- _Job_: Could you write out everything from the line with "row: dry soil" down to the line with "523], [0, 546]]", swapping "dry soil" for "cracked mud" and keeping all else the same?

Some rows
-- START --
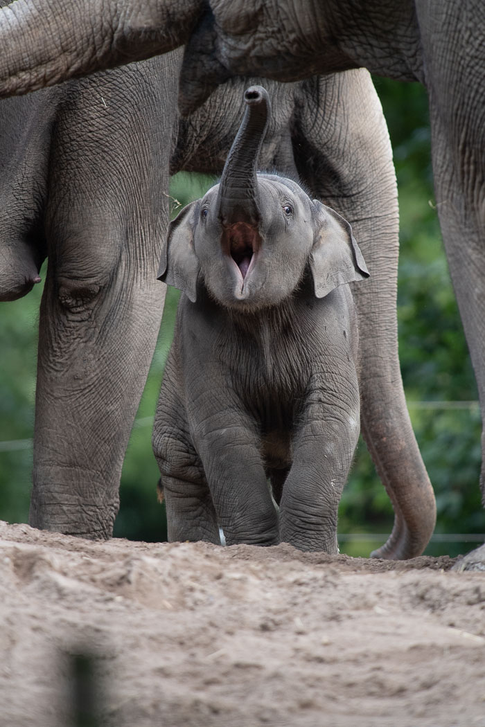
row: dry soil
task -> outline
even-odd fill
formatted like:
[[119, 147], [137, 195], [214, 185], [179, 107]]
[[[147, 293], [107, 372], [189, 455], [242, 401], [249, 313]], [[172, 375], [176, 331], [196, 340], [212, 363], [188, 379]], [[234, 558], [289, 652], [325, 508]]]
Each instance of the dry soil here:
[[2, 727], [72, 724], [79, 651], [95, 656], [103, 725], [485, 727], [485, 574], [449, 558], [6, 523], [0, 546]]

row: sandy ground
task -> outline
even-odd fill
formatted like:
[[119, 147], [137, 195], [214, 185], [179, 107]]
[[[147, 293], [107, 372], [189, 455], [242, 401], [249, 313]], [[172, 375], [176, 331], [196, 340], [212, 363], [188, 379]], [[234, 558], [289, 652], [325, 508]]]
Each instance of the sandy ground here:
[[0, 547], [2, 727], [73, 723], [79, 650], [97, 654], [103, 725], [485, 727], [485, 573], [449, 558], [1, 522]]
-- END --
-- START --
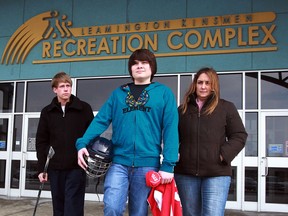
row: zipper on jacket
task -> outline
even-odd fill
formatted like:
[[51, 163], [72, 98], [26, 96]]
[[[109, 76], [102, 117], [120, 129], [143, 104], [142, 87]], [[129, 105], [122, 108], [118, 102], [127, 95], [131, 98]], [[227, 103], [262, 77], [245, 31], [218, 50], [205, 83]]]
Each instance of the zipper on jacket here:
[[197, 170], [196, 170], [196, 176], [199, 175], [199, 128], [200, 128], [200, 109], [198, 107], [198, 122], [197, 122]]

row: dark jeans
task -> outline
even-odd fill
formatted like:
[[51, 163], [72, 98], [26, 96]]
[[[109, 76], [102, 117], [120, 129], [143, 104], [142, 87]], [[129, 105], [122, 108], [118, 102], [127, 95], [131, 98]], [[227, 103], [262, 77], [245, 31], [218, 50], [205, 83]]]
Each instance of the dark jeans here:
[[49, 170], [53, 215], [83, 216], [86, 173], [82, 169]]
-- END --
- _Written solution_:
row: cracked mud
task -> outline
even-odd fill
formatted like:
[[119, 147], [137, 195], [214, 185], [179, 107]]
[[[147, 293], [107, 372], [189, 455], [242, 401], [249, 313]], [[172, 375], [176, 331], [196, 340], [212, 363], [188, 379]], [[234, 558], [289, 652], [325, 508]]]
Each instance of the cracked mud here:
[[2, 727], [72, 724], [79, 651], [95, 656], [103, 725], [485, 727], [485, 574], [449, 558], [6, 523], [0, 546]]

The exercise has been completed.